■ **Instrução dada a**: Edite o texto sobre os admiradores de Putin: reproduza o trecho que começa em "Vilão mundial, Putin" e termina em "2022 às 14h03.", substituindo "presidente russo" por "chefe do Kremlin".

Exame Logo

Vilão mundial, Putin tem admiradores à esquerda e à direita

O presidente russo recebe apoio velado e discreto nas redes

Vladimir Putin: "unidades militares que participaram das hostilidades ativas alcançaram o sucesso" (Sergei GUNEYEV / Sputnik/AFP)
DR

Da Redação

Publicado em 2 de março de 2022 às 14h03.

Aluizio Falcão Filho

O inimigo do meu inimigo é meu amigo. Quantas vezes não ouvimos essa frase? No lamentável episódio da invasão da Ucrânia, no entanto, essa lógica foi levada a extremos nunca vistos. Alguns extremistas de esquerda enxergaram no ataque de Vladimir Putin uma reação legítima à iniciativa de se colocar mísseis ao lado da Rússia. Outros indivíduos, colocados no lado oposto do espectro ideológico, acharam que a invasão só ocorreu porque Joe Biden é um presidente fraco. A unir esses dois extremos está a defesa (discreta ou explícita) de Putin e do estilo KGB de governar.

No ambiente online, houve uma saraivada de posts. O Partido da Causa Operária, por exemplo, defendeu a sanha expansionista e belicosa de Putin e escreveu em sua conta do Twitter: “Todo apoio à Rússia! Fora o imperialismo da Ucrânia!”. Mais explícito, impossível. O partido comunista português foi na mesma linha e responsabilizou os ucranianos por “constantes violações do cessar-fogo” e “sucessivas provocações”.

Entradas de marcação da posição de objetos:
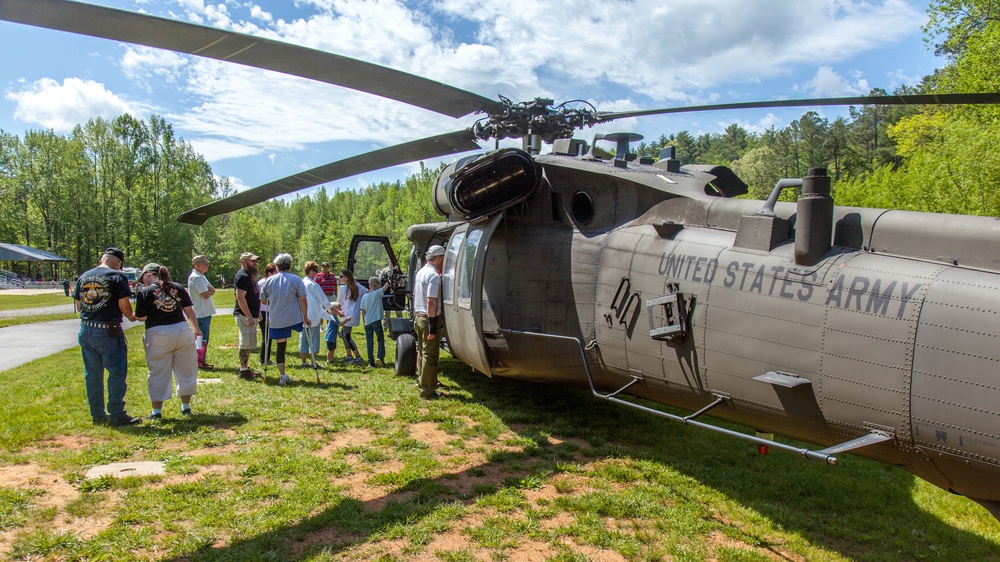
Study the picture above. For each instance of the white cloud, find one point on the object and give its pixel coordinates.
(828, 83)
(62, 106)
(671, 51)
(621, 55)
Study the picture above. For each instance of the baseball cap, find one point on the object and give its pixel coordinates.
(116, 252)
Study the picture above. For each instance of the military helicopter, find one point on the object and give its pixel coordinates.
(872, 331)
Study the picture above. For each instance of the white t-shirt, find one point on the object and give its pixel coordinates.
(282, 292)
(316, 302)
(350, 307)
(198, 284)
(426, 283)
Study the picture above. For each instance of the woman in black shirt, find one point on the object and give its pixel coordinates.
(169, 341)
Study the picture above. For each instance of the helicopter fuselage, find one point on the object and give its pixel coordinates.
(693, 297)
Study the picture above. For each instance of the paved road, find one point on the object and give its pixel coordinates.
(68, 308)
(27, 342)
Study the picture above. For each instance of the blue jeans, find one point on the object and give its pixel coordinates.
(309, 340)
(375, 329)
(103, 352)
(205, 325)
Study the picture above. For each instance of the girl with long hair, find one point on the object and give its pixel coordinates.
(349, 295)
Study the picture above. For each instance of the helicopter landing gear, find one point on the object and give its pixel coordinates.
(406, 355)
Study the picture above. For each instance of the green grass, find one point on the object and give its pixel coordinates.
(357, 467)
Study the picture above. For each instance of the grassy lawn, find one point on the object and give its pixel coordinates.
(357, 467)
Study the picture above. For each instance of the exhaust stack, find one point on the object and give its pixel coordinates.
(814, 221)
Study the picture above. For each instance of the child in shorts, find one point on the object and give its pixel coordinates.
(332, 329)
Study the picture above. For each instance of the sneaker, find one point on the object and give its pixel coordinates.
(123, 419)
(248, 374)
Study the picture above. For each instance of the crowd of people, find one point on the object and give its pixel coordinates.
(178, 323)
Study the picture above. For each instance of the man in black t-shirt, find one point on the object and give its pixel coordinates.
(102, 297)
(247, 311)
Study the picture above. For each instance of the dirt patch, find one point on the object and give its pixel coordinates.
(429, 434)
(61, 442)
(531, 550)
(343, 439)
(388, 411)
(326, 536)
(54, 492)
(222, 450)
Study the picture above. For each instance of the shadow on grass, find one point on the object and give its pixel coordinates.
(182, 424)
(813, 500)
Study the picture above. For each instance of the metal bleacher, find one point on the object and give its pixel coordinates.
(10, 280)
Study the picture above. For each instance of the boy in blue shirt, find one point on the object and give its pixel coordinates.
(372, 313)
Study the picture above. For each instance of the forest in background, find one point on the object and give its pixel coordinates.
(124, 181)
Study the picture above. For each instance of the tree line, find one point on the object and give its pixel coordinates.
(124, 181)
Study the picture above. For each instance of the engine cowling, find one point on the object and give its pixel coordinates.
(477, 186)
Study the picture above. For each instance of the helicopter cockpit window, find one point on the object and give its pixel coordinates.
(369, 259)
(450, 262)
(465, 276)
(583, 208)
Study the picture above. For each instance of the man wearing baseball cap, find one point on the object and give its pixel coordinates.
(247, 311)
(201, 291)
(102, 297)
(426, 311)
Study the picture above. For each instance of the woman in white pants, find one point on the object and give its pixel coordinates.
(169, 341)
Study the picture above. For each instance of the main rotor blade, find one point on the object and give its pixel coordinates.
(914, 99)
(430, 147)
(229, 46)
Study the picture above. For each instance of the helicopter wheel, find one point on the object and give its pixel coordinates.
(406, 355)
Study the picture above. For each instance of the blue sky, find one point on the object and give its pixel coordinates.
(256, 126)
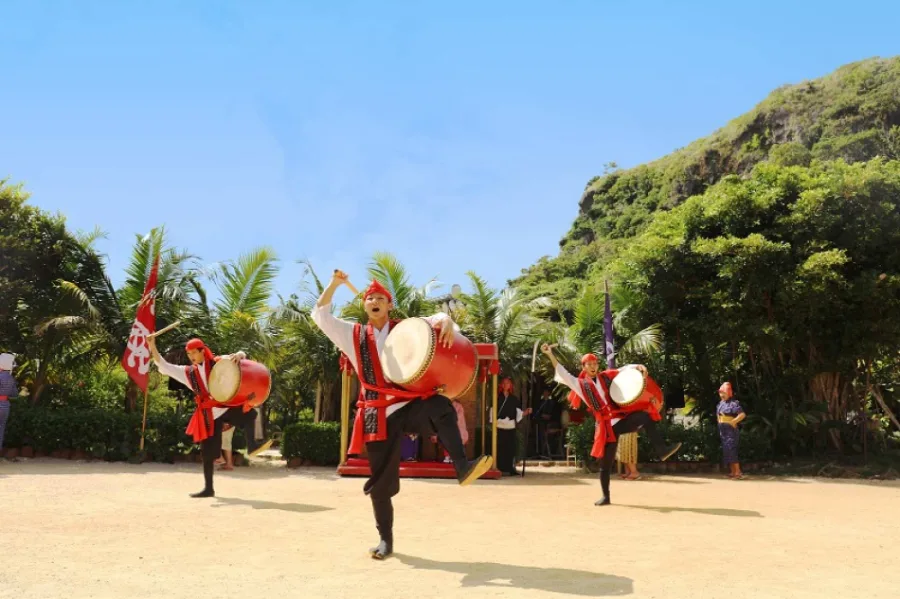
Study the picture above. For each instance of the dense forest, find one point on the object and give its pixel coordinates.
(767, 254)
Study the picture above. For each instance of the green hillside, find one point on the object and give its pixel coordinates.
(852, 114)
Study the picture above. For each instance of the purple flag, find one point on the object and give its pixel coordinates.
(607, 332)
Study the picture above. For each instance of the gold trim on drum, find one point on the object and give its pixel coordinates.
(432, 347)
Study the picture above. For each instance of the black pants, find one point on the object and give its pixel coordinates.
(507, 440)
(631, 423)
(211, 447)
(422, 417)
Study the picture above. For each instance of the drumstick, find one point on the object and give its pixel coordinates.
(350, 285)
(164, 330)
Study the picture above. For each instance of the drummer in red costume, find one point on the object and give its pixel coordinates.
(209, 418)
(592, 387)
(386, 412)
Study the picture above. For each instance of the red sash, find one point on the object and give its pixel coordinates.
(371, 413)
(202, 423)
(602, 412)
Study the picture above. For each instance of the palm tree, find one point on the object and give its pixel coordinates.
(408, 300)
(586, 334)
(504, 318)
(92, 319)
(319, 363)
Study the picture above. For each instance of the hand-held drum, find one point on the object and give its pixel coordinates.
(627, 390)
(414, 359)
(237, 383)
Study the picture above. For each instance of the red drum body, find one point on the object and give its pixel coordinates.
(414, 359)
(238, 383)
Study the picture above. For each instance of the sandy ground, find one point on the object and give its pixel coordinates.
(70, 529)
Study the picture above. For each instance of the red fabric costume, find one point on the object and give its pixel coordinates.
(371, 414)
(605, 412)
(202, 423)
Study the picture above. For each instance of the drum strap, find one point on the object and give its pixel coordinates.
(202, 424)
(371, 414)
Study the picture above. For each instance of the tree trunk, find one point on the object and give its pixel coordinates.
(318, 411)
(132, 393)
(826, 387)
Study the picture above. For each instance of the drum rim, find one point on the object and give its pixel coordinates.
(240, 381)
(426, 363)
(474, 375)
(637, 395)
(238, 386)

■ **Instrução dada b**: Calcule quantas linhas dos registros contêm a sequência "white", considerando a diferença entre maiúsculas e minúsculas. Responda apenas com o número.

■ **Resposta final a**:
Vilão mundial, Putin tem admiradores à esquerda e à direita

O chefe do Kremlin recebe apoio velado e discreto nas redes

Vladimir Putin: "unidades militares que participaram das hostilidades ativas alcançaram o sucesso" (Sergei GUNEYEV / Sputnik/AFP)
DR

Da Redação

Publicado em 2 de março de 2022 às 14h03.

■ **Resposta final b**: 3